Passage provided:
Australia’s most successful Paralympian, Matthew Cowdrey, wants to bring his intense focus to state politics – but he has to win his seat first.

Oct 13, 2017, updated Oct 13, 2017
Matthew Cowdrey

Matthew Cowdrey

Cowdrey is one of the Liberal Party’s great hopes to help wrest back power at the state election next March after 16 years in opposition.

He is running for the marginal Labor-held seat of Colton, up against Labor’s Angela Vaughan, a teacher who is hoping to replace popular retiring member Paul Caica.

Cowdrey retired from swimming in 2015 after winning 23 Paralympic medals, including 13 gold – a product of a singular recipe for success.

He tells PickStar’s Off-Field podcast that his focus in sport was very simple: “My goal was always just to swim as fast as I possibly could.”

(Records contained in a dataset)
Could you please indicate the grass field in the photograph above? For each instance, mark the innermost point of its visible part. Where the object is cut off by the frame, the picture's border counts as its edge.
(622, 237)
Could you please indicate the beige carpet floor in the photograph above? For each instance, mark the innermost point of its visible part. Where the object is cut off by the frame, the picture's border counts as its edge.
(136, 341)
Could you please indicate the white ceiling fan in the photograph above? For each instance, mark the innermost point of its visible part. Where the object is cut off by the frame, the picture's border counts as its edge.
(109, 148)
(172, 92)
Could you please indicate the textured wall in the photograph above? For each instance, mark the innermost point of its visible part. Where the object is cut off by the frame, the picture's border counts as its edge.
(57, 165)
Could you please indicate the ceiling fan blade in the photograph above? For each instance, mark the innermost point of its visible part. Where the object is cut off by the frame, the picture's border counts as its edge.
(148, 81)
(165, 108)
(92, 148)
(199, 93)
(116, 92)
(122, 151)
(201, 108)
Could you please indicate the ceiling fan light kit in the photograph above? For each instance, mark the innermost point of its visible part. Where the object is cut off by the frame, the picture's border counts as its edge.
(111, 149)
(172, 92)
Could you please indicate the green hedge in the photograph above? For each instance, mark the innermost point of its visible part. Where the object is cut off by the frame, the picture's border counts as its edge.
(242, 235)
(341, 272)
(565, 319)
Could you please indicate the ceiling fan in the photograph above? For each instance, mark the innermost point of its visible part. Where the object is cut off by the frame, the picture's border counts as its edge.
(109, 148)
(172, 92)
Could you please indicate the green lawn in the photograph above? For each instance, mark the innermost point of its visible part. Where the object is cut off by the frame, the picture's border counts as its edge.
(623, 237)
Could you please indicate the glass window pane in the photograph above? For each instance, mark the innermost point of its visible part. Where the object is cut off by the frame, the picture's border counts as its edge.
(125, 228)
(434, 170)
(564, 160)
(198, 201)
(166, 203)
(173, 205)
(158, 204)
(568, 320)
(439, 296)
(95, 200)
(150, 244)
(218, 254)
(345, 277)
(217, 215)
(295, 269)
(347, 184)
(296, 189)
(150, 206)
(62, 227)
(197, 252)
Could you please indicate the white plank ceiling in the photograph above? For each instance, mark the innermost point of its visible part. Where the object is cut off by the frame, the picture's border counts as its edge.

Tasks:
1 > Shorten the paragraph of the Matthew Cowdrey article that begins "He is running for the marginal" while keeping its main facts.
2 > In the Matthew Cowdrey article, take the part that opens with the words "Oct 13, 2017, updated" and closes with "recipe for success.", and switch "marginal" to "closely contested".

Answers to the problems:
1 > Cowdrey is contesting Colton, a marginal Labor-held seat, against Labor's Angela Vaughan, a teacher hoping to succeed popular retiring member Paul Caica.

2 >
Oct 13, 2017, updated Oct 13, 2017
Matthew Cowdrey

Matthew Cowdrey

Cowdrey is one of the Liberal Party’s great hopes to help wrest back power at the state election next March after 16 years in opposition.

He is running for the closely contested Labor-held seat of Colton, up against Labor’s Angela Vaughan, a teacher who is hoping to replace popular retiring member Paul Caica.

Cowdrey retired from swimming in 2015 after winning 23 Paralympic medals, including 13 gold – a product of a singular recipe for success.